Text provided:
⟨
I've seen it more times than I want to admit. I'm in a meeting with the Digital Marketing Manager and Content Producer. We look at last month’s results.
The smartphone UGC outperformed the art-directed campaign video. The single-outfit studio shot beat the multi-model location shoot. The old scrappy graphic assets outperformed the shiny new brand-aligned ones.
Everyone stares at the slide, soaking it in. We silently accept…
The ugly ad won.
What's actually happening
People are on social media to connect with friends and creators, to be entertained and to discover. They are not there to engage with ads; in fact, ads are the price people pay to use social media platforms for free.
Because of this, people have built up filters for ads. Anything that looks overly produced or too salesy gets mentally filed as an ad and likely scrolled past. Ads that look like organic posts are more likely to bypass the filter and earn enough attention to influence an action.
Sadly, polish doesn’t equal performance on Meta.
Here are three more hard truths about turning attention into action.
#1 Simple ads perform best
Simple isn’t one-size-fits-all. It changes based on what you’re selling.
AESTHETICS (fashion, cosmetics, decor, homewares etc.)
Your visual content is doing all the heavy lifting and messaging matters less. Don't overcomplicate it, don't try to sell the functional benefits, don't try to include too many different products in an image or video ad, with these ads it's really as simple as I see it, I like it, I click it.
Winning the aesthetics game is about figuring out what combination of attributes work best to influence CTR outside of the product itself. This could be things like model, pose, composition, colours, background, styling.
Simple looks like: product is the focal point, not covered by logo or text, the background doesn't compete, the cropping is relatively tight and contrast is strong.
⟩
Tasks and exercises:
[A] Condense the paragraph of the article that begins "Because of this, people have built up filters" into a single shorter sentence that keeps its main facts.
[B] Update the article's passage between "I've seen it" and "platforms for free.", inclusive, by swapping "slide" for "screen", and write out the revised passage in full.
Base your work on the article above alone.

Data entries:
⟨
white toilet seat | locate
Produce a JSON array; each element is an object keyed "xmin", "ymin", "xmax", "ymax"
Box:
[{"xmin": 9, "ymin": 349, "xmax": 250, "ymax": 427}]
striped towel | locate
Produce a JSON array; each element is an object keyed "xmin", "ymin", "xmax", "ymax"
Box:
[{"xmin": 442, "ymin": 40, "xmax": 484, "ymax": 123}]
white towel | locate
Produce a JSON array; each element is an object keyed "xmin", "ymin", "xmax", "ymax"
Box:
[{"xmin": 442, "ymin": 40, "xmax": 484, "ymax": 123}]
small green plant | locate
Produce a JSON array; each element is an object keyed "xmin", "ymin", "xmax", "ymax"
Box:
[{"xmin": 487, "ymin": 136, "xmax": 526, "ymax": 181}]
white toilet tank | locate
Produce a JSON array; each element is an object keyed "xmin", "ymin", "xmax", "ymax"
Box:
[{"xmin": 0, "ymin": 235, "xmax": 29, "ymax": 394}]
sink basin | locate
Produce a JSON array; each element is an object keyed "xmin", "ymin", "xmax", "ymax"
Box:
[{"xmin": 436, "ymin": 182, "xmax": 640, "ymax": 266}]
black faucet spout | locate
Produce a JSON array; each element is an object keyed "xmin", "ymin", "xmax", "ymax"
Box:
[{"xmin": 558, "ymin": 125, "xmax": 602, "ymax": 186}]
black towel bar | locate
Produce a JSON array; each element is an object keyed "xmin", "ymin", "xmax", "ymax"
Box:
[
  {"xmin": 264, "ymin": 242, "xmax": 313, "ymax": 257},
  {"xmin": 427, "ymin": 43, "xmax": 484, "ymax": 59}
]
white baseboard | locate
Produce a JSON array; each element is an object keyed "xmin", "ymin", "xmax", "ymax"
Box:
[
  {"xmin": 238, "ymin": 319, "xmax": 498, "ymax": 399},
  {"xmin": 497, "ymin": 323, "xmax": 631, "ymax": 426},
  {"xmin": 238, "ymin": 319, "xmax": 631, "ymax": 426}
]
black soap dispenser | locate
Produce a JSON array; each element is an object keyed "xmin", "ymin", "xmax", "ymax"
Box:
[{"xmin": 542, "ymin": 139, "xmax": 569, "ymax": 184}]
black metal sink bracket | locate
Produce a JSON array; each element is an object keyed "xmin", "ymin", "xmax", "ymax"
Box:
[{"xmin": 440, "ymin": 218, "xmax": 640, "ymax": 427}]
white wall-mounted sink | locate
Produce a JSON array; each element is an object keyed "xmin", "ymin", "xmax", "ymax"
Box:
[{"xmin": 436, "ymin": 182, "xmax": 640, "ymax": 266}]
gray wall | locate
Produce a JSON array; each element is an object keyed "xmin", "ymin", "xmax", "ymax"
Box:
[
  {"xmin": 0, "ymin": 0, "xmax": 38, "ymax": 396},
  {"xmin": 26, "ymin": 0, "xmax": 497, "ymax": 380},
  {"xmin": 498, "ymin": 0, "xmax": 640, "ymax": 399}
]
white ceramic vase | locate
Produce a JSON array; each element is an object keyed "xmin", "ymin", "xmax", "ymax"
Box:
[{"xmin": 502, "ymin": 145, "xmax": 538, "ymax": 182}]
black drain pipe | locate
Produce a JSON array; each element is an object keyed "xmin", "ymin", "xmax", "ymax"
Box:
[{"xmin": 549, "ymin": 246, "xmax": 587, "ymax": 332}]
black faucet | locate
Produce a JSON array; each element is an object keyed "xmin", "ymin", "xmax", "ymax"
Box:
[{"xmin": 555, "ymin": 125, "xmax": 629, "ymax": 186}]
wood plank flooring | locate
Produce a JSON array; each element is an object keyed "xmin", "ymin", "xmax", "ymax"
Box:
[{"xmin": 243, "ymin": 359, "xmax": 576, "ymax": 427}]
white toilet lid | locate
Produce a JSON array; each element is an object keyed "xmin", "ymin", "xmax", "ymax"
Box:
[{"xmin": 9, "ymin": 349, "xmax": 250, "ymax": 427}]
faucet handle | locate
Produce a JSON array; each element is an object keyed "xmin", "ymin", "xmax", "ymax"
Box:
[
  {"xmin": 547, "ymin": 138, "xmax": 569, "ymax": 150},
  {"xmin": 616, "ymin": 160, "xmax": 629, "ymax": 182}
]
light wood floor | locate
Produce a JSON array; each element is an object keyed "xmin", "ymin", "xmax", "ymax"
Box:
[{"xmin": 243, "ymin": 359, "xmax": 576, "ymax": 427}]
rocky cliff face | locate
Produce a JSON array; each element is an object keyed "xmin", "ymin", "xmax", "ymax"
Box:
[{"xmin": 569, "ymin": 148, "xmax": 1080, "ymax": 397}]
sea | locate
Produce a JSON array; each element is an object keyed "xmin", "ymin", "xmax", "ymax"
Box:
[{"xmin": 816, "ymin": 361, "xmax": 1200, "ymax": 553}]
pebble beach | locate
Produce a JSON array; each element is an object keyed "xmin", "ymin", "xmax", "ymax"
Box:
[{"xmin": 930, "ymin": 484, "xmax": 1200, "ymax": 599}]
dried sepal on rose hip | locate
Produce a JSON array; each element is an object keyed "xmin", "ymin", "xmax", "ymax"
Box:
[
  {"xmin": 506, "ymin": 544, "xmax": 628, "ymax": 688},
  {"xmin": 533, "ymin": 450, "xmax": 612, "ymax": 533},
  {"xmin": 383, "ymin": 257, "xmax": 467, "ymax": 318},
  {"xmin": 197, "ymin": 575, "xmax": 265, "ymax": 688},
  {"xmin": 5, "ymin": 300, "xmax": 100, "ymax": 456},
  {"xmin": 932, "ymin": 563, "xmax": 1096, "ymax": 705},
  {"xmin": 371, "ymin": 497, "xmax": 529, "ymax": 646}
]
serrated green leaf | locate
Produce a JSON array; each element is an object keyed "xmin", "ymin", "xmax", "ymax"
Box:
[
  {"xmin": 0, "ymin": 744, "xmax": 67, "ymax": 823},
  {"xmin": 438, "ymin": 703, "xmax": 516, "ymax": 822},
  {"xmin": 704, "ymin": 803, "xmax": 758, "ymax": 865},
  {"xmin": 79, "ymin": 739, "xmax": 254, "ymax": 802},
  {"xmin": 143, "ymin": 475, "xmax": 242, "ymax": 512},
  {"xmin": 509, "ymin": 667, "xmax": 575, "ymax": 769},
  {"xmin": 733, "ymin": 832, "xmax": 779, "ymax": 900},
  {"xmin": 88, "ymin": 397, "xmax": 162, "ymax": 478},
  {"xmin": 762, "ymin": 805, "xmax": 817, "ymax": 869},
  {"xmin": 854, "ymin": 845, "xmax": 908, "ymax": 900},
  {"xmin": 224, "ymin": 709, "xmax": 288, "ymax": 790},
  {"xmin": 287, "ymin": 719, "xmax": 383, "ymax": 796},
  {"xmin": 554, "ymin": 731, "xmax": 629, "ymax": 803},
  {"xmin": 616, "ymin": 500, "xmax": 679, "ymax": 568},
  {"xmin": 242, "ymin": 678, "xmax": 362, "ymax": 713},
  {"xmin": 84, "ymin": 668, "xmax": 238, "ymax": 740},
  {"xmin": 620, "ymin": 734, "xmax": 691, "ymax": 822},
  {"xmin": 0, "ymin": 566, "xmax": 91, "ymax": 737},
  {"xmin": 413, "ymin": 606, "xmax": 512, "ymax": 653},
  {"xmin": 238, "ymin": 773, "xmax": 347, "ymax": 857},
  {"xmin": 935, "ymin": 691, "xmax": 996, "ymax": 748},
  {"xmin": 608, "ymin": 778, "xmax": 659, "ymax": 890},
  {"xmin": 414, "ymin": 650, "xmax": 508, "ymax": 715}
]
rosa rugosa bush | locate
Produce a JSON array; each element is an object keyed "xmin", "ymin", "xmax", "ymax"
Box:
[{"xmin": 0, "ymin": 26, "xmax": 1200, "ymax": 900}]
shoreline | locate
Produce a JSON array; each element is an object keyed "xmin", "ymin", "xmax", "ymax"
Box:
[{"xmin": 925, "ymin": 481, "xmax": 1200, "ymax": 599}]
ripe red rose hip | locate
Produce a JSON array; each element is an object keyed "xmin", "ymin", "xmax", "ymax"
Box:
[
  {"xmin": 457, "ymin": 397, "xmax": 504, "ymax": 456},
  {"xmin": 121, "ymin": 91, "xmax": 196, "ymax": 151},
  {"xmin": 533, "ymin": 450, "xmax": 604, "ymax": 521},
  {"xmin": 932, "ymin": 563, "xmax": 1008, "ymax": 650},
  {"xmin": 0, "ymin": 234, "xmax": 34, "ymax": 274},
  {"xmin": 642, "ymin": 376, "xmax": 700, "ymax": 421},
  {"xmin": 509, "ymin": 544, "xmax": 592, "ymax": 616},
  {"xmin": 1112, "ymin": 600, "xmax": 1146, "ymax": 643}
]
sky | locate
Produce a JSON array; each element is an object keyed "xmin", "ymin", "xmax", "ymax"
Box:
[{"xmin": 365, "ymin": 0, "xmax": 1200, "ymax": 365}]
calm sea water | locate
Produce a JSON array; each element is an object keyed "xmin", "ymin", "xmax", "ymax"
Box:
⟩
Final results:
[A] People have developed mental filters for ads: anything that looks overly produced or too salesy gets pegged as an ad and probably scrolled past, while ads resembling organic posts are likelier to slip through and win enough attention to influence an action.

[B]
I've seen it more times than I want to admit. I'm in a meeting with the Digital Marketing Manager and Content Producer. We look at last month’s results.
The smartphone UGC outperformed the art-directed campaign video. The single-outfit studio shot beat the multi-model location shoot. The old scrappy graphic assets outperformed the shiny new brand-aligned ones.
Everyone stares at the screen, soaking it in. We silently accept…
The ugly ad won.
What's actually happening
People are on social media to connect with friends and creators, to be entertained and to discover. They are not there to engage with ads; in fact, ads are the price people pay to use social media platforms for free.